» 本文

──────────

なお、本明細書中に用いられる「蛍光体の前駆体」の用語は、上記のような合成法によって得られた化合物半導体であって、母体結晶中に発光中心金属や共付活元素が一応ドープされた構造を有するが、加熱処理等が施されておらず所望の蛍光発光特性をほとんど示さない状態にある物質を意味する。
【0014】
以下に、発光中心金属及び共付活元素のイオンがドープされた硫化亜鉛を有機溶媒中で調製するための代表的な液相合成方法を説明する。
本発明に使用する金属硫化物の主要な構成元素である亜鉛を供給するための原料化合物としては、塩酸、硫酸、硝酸、リン酸などの鉱酸塩、ギ酸、酢酸、酪酸、シュウ酸などの有機酸塩、アセチルアセトネートなどの錯塩を使用することができる。特に、金属硫化物中に、亜鉛とともに、共付活剤となり得るハロゲン元素を供給することが可能であることから、塩化物、臭化物、ヨウ化物を使用することが好ましい。
【0015】
発光中心となる金属、すなわち、銀、銅、金、マンガン、イリジウムおよび希土類元素を含有する原料化合物についても、特に限定されるものではなく、塩酸、硫酸、硝酸、リン酸などの鉱酸塩、ギ酸、酢酸、酪酸、シュウ酸などの有機酸との塩、アセチルアセトネートなどの配位子との錯塩を使用することができる。共沸脱水により反応混合液から水を除去した後の安定性、残留性を考慮して、有機酸塩を使用することが好ましい。これらの化合物は、単独で使用しても、複数を混合して使用しても構わない。
【0016】
金属硫化物の製造のために使用する硫化剤は、特に限定されるものではなく、硫化水素、硫化ナトリウム、硫化カリウムなどのアルカリ金属硫化物、チオアセトアミド、チオホルムアミドなどのチオアミド類、チオ尿素などを使用することができる。硫化剤の分解温度、安定性、分解物の残留性を考慮して、硫化水素、チオアセトアミド、チオ尿素を使用することが好ましい。なかでも、チオアセトアミドおよび/または硫化水素が好ましい。
【0017】
亜鉛化合物、硫化剤等を溶解させるために使用する水については、水に含まれる不純物と蛍光体との反応による影響で蛍光体の最終製品の品質が低下し、蛍光体製品の用途が限定されるおそれがあるため、通常灰分の含有量が100ppm以下、より好ましくは灰分10ppm以下のイオン交換水を使用する。

──────────

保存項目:
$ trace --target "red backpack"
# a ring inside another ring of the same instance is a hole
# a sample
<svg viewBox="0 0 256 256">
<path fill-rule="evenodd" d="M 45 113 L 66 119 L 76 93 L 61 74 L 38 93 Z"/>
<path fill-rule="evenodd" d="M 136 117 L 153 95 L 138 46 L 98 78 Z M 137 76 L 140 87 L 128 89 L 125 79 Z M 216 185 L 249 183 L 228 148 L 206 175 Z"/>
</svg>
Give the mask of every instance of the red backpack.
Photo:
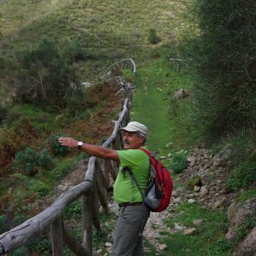
<svg viewBox="0 0 256 256">
<path fill-rule="evenodd" d="M 151 163 L 151 176 L 145 192 L 143 194 L 138 181 L 132 172 L 129 168 L 128 171 L 131 180 L 138 187 L 143 198 L 144 203 L 151 211 L 164 211 L 170 203 L 170 196 L 173 192 L 173 181 L 168 170 L 158 162 L 151 153 L 145 149 L 140 148 L 149 157 Z"/>
</svg>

──────────

» 指示 A
蛍光体の合成に関する文章について、次の問いに答えてください。
(i) 亜鉛の原料化合物として特に好ましいとされているのは何か。
(ii) 硫化剤のなかで最も好ましいとされているのは何か。
(iii) 使用するイオン交換水の灰分の含有量は、より好ましくは何ppm以下とされているか。
» 指示 B
蛍光体の合成に関する文章のうち、「なお、本明細書中に用いられる」から「アミドおよび/または硫化水素が好ましい。」までを、その語句も含めて一字一句そのまま書き写してください。
» 指示 C
蛍光体の合成に関する文章を、最後の文の後から書き継いでください。

» 解答 A
(i) 塩化物、臭化物、ヨウ化物
(ii) チオアセトアミドおよび/または硫化水素
(iii) 10ppm以下

» 解答 B
なお、本明細書中に用いられる「蛍光体の前駆体」の用語は、上記のような合成法によって得られた化合物半導体であって、母体結晶中に発光中心金属や共付活元素が一応ドープされた構造を有するが、加熱処理等が施されておらず所望の蛍光発光特性をほとんど示さない状態にある物質を意味する。
【0014】
以下に、発光中心金属及び共付活元素のイオンがドープされた硫化亜鉛を有機溶媒中で調製するための代表的な液相合成方法を説明する。
本発明に使用する金属硫化物の主要な構成元素である亜鉛を供給するための原料化合物としては、塩酸、硫酸、硝酸、リン酸などの鉱酸塩、ギ酸、酢酸、酪酸、シュウ酸などの有機酸塩、アセチルアセトネートなどの錯塩を使用することができる。特に、金属硫化物中に、亜鉛とともに、共付活剤となり得るハロゲン元素を供給することが可能であることから、塩化物、臭化物、ヨウ化物を使用することが好ましい。
【0015】
発光中心となる金属、すなわち、銀、銅、金、マンガン、イリジウムおよび希土類元素を含有する原料化合物についても、特に限定されるものではなく、塩酸、硫酸、硝酸、リン酸などの鉱酸塩、ギ酸、酢酸、酪酸、シュウ酸などの有機酸との塩、アセチルアセトネートなどの配位子との錯塩を使用することができる。共沸脱水により反応混合液から水を除去した後の安定性、残留性を考慮して、有機酸塩を使用することが好ましい。これらの化合物は、単独で使用しても、複数を混合して使用しても構わない。
【0016】
金属硫化物の製造のために使用する硫化剤は、特に限定されるものではなく、硫化水素、硫化ナトリウム、硫化カリウムなどのアルカリ金属硫化物、チオアセトアミド、チオホルムアミドなどのチオアミド類、チオ尿素などを使用することができる。硫化剤の分解温度、安定性、分解物の残留性を考慮して、硫化水素、チオアセトアミド、チオ尿素を使用することが好ましい。なかでも、チオアセトアミドおよび/または硫化水素が好ましい。

» 解答 C
【0018】
亜鉛化合物の水溶液を調製する際の濃度は、亜鉛化合物が完全に溶解している限り、生成物の均質性を大きく左右する要因とはならない。ただし、濃度が濃すぎる場合には、反応生成物の析出に伴い、反応が阻害され速度が低下することがあるため好ましくなく、他方、濃度が希薄すぎる場合には、容積効率が著しく低下することがあるため好ましくない。従って、亜鉛化合物の濃度は、通常は0.01〜2モル/L、より好ましくは0.1〜1.5モル/Lの範囲に調整される。
【0019】
発光中心金属である、銀、銅、金、マンガン、イリジウムおよび希土類元素は、蛍光体中ではアクセプターとして作用するが、必要に応じて、例えば、アルミニウム、ガリウム、インジウムのようにドナーとして作用する元素が蛍光体中に存在してもよい。その場合に、ドナーとして作用する元素を含む原料化合物の使用割合は、ドープされる金属元素の重量に基づき、得られる蛍光体前駆体の重量に対して、0.1〜150000ppmの範囲、より好ましくは、1ppm〜50000ppmの範囲、ドーピングの効果、経済性を考慮して、2〜10000ppmの範囲で含有されることが好ましい。ドナーとして作用する元素を含む原料化合物は、硫化剤と反応させるために、亜鉛化合物を溶解した水溶液中に加えた状態で供給することができる。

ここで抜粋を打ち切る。